*** Opening of Records shown ***
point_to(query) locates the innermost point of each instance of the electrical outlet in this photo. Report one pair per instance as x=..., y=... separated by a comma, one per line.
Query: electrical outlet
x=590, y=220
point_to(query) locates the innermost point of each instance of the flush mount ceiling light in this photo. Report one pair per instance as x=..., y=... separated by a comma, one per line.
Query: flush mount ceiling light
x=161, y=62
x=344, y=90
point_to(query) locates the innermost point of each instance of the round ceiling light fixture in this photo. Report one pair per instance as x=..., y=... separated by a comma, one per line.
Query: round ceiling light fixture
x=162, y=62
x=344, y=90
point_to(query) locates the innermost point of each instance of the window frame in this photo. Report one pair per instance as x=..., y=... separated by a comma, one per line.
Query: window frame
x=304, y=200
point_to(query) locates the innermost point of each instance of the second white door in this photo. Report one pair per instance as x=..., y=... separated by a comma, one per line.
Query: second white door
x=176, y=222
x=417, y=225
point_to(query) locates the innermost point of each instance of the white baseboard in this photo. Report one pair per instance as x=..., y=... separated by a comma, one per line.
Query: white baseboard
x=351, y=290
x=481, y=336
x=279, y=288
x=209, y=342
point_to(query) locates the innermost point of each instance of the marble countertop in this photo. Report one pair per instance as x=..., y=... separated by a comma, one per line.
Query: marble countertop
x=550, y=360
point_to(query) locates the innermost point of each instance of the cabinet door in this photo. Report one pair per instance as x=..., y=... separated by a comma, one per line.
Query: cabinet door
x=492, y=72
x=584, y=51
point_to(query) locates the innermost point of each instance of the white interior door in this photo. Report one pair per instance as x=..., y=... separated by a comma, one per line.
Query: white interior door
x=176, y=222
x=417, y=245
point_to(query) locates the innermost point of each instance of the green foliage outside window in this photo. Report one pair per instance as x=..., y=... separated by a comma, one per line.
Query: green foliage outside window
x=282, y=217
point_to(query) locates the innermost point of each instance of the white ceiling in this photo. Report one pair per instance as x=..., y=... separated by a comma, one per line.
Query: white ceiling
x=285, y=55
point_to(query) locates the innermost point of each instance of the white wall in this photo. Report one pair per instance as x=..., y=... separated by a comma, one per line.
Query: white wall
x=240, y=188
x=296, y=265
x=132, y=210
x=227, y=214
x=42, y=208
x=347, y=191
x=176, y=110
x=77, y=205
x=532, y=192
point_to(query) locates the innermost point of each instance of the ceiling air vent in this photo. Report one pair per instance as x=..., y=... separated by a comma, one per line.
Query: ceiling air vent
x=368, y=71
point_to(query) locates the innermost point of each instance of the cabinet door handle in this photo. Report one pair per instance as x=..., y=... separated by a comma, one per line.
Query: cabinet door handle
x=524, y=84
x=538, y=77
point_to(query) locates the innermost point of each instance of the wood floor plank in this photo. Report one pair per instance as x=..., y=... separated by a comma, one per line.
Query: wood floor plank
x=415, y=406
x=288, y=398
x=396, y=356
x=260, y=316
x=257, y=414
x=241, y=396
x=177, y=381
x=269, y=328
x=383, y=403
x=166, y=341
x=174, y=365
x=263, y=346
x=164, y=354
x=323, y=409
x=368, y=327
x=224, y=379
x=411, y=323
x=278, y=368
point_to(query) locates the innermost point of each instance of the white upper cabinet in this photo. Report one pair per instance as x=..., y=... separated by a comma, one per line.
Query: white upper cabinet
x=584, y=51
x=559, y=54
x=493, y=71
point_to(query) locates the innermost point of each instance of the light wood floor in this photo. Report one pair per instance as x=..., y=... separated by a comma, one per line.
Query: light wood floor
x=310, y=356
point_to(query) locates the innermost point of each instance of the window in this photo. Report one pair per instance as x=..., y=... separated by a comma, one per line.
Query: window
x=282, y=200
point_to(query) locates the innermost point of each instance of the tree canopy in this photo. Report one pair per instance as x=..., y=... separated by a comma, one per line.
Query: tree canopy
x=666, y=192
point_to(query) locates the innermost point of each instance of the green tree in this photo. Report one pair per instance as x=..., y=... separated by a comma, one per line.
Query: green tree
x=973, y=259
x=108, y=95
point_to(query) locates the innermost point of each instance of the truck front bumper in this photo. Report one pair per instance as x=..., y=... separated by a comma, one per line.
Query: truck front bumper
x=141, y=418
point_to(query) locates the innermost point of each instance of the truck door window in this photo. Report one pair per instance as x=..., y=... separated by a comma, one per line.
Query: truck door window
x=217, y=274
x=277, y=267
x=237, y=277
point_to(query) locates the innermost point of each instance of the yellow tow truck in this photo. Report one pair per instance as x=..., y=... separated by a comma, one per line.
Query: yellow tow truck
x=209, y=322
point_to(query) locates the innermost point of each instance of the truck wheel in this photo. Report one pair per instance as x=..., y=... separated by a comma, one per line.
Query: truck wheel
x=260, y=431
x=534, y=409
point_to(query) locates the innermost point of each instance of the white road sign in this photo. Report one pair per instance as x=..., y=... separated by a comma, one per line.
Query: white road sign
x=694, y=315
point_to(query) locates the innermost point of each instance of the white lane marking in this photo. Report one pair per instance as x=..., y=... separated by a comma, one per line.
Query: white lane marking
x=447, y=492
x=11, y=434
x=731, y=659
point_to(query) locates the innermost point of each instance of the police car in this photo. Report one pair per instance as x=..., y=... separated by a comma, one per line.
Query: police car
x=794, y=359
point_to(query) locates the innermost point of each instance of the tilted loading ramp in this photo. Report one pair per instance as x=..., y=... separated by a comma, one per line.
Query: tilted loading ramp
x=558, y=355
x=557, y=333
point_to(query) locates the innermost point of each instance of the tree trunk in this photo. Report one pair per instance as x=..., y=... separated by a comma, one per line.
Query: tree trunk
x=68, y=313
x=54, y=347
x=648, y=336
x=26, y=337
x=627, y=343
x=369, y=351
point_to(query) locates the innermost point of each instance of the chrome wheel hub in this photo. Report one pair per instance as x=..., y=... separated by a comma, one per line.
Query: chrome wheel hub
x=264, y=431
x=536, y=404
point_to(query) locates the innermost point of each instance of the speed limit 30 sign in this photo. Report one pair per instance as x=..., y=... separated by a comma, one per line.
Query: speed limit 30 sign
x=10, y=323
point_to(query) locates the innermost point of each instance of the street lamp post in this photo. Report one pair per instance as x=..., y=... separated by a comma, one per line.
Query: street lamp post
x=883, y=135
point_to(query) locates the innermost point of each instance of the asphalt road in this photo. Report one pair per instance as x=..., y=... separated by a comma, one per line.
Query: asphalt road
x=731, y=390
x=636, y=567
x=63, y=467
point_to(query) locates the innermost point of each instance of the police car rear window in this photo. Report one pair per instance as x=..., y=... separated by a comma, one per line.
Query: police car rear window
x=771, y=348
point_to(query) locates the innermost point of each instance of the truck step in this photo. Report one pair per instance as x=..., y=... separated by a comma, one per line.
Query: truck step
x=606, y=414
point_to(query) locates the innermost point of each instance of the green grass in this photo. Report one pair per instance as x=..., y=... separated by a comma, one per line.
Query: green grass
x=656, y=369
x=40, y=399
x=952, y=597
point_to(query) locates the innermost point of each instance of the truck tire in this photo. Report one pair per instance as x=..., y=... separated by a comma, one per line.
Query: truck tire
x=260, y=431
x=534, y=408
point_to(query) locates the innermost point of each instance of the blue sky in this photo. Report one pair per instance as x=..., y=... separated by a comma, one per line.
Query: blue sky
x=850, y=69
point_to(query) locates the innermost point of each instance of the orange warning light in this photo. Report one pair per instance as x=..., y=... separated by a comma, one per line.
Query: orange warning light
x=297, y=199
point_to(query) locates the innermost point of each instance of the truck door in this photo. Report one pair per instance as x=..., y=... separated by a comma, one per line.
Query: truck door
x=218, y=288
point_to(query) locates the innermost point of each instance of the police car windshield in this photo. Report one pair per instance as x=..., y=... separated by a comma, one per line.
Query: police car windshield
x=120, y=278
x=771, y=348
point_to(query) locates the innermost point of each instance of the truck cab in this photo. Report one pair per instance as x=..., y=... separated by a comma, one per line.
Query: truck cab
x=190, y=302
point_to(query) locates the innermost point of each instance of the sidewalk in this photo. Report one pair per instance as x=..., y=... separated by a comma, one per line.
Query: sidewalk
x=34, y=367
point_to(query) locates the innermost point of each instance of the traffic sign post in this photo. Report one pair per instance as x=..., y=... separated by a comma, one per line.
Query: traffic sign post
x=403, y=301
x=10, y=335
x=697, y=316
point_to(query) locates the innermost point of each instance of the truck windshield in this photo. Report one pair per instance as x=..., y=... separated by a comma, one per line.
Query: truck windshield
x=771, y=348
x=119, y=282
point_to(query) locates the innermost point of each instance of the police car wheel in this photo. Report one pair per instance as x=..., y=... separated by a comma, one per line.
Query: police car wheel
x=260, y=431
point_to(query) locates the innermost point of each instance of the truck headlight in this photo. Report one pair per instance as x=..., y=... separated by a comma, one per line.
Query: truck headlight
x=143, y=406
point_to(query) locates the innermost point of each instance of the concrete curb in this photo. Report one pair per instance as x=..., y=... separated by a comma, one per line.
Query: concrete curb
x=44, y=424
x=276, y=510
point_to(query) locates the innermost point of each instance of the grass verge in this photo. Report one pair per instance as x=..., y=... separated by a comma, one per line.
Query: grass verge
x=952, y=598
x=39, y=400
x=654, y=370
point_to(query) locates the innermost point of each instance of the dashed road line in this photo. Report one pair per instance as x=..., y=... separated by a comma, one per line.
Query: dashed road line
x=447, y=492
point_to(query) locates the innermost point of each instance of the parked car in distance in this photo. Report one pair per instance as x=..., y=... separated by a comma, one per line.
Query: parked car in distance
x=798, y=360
*** Close of Records shown ***
▶ What is needed
Above are the records; repeat exactly the lines from the one holding "the white road" down to the one holding "of the asphalt", end lines included.

▶ Written answer
point_to(query) locates the innermost point of each instance of the white road sign in this photo. Report one pair per instance as x=..., y=... separated by a comma, one per line.
Query: white road sign
x=694, y=315
point_to(query) locates the innermost point of each instance of the white lane marking in this photo. Report one pair per instance as x=..., y=... separated by a comma, one per line.
Query: white lane marking
x=447, y=492
x=11, y=434
x=731, y=659
point_to(query) locates the innermost point of each instance of the police car in this photo. Report one pair per instance as x=..., y=... separated by a comma, one per line.
Query: police car
x=794, y=359
point_to(query) locates the innermost point of each instance of the tilted loading ramp in this photo. Report one pair per instance as x=..., y=... separated by a comma, one per line.
Query: tilted loading ramp
x=558, y=355
x=557, y=333
point_to(query) locates the innermost point of each instance of the tree trunk in this photo. Report one pair per instance as x=..., y=... separated by a comma, one per line.
Query: tree trunk
x=68, y=313
x=54, y=347
x=648, y=336
x=26, y=337
x=627, y=343
x=369, y=351
point_to(query) locates the innermost point of each instance of the chrome wheel hub in this photo. Report one pair per instance as x=..., y=... separated by a comma, one per line.
Query: chrome wheel hub
x=264, y=431
x=536, y=404
point_to(query) locates the innermost point of each instance of the speed limit 30 sign in this photo. Report one pair per instance as x=..., y=... separated by a comma, one per line.
Query: speed limit 30 sign
x=10, y=323
point_to(query) locates the innermost point of each instance of the street lamp post in this photo. Report one pair per instance as x=..., y=... separated by a comma, one per line.
Query: street lamp post
x=883, y=135
point_to(query) locates the innermost point of each instance of the asphalt road in this photo. Report one pair per instance as x=..., y=... separated by a comma, one per line.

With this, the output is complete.